• WHAT IS REQUIRED
Set down, word for word, the stretch of lines below from the one containing "locate the textured rock in the photo below" through the one containing "(1193, 754)". Leave the pictures out of your answer.

>> start RECORDS

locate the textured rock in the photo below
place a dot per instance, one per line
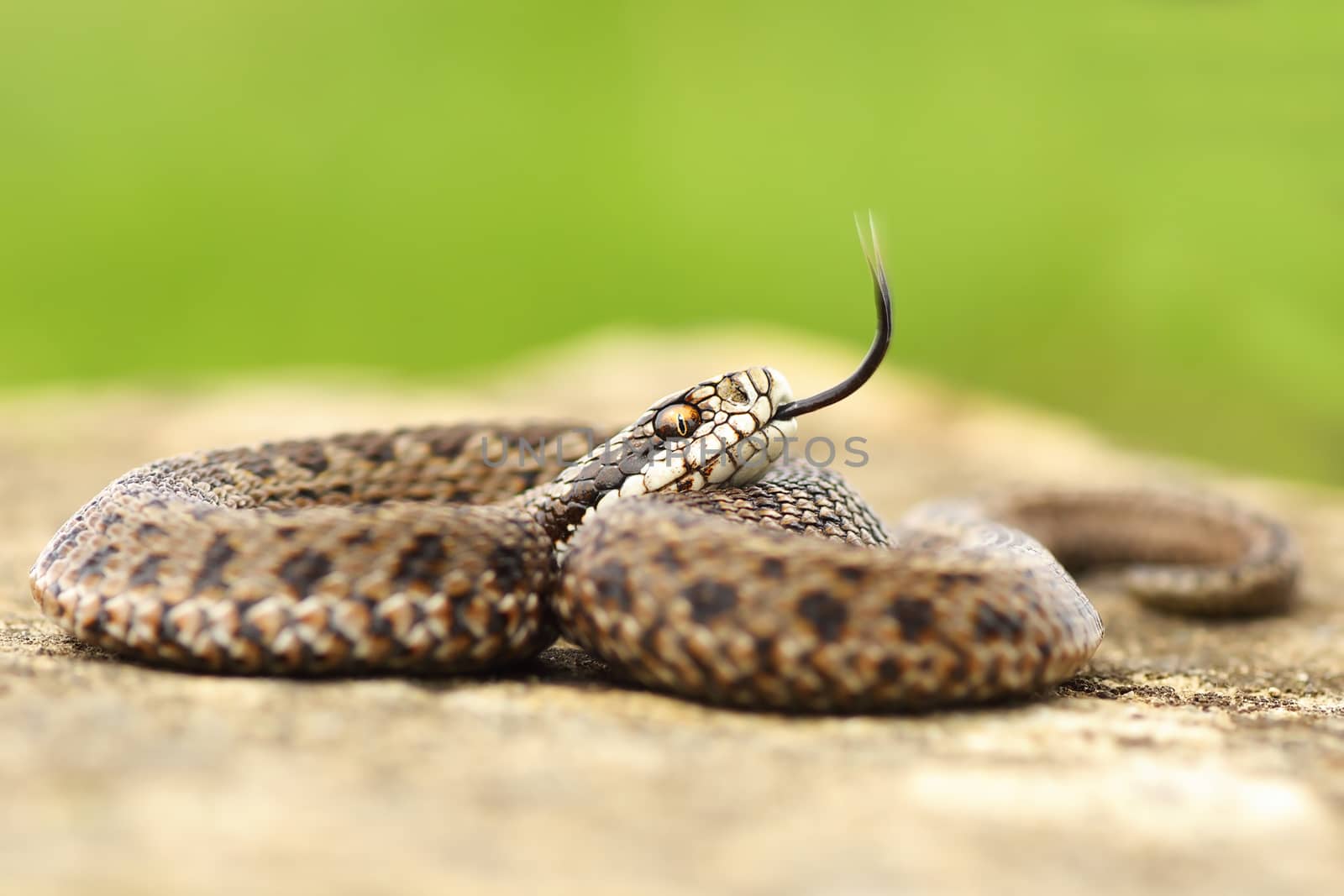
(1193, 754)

>> end RECORDS
>> start RECORDS

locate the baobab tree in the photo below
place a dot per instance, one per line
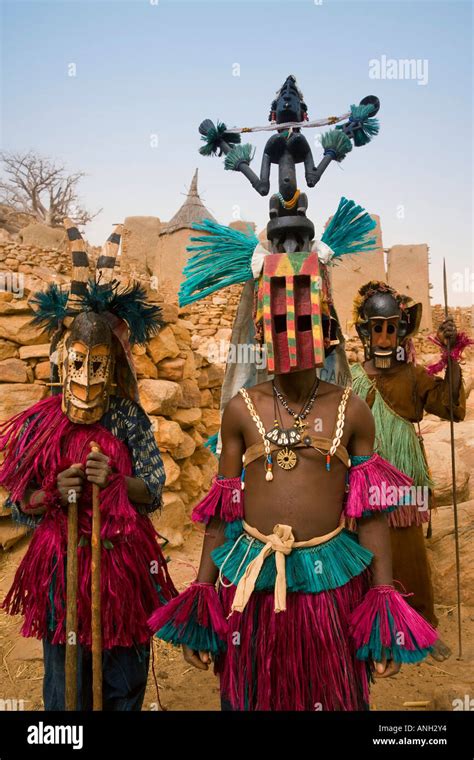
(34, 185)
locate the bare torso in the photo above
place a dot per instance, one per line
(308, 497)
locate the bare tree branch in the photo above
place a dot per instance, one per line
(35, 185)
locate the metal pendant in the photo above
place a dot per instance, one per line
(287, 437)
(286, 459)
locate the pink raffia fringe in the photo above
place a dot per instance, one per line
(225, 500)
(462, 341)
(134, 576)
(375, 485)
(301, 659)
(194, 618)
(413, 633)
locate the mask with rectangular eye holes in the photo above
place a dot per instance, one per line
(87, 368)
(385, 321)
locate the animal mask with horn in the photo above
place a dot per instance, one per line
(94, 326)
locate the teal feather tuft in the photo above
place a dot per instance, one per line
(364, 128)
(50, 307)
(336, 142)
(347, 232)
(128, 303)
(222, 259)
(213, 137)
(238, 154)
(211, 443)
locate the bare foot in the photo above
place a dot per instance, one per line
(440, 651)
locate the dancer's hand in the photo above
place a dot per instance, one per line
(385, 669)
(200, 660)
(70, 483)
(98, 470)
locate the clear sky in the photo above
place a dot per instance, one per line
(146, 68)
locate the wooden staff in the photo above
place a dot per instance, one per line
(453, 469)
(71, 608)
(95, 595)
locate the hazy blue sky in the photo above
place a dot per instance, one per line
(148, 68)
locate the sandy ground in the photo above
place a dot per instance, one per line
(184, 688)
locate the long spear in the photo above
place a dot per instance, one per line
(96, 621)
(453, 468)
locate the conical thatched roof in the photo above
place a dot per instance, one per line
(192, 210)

>> end RECORDS

• FULL RESPONSE
locate the textured rock in the photo below
place a dot per instance, one per line
(1193, 754)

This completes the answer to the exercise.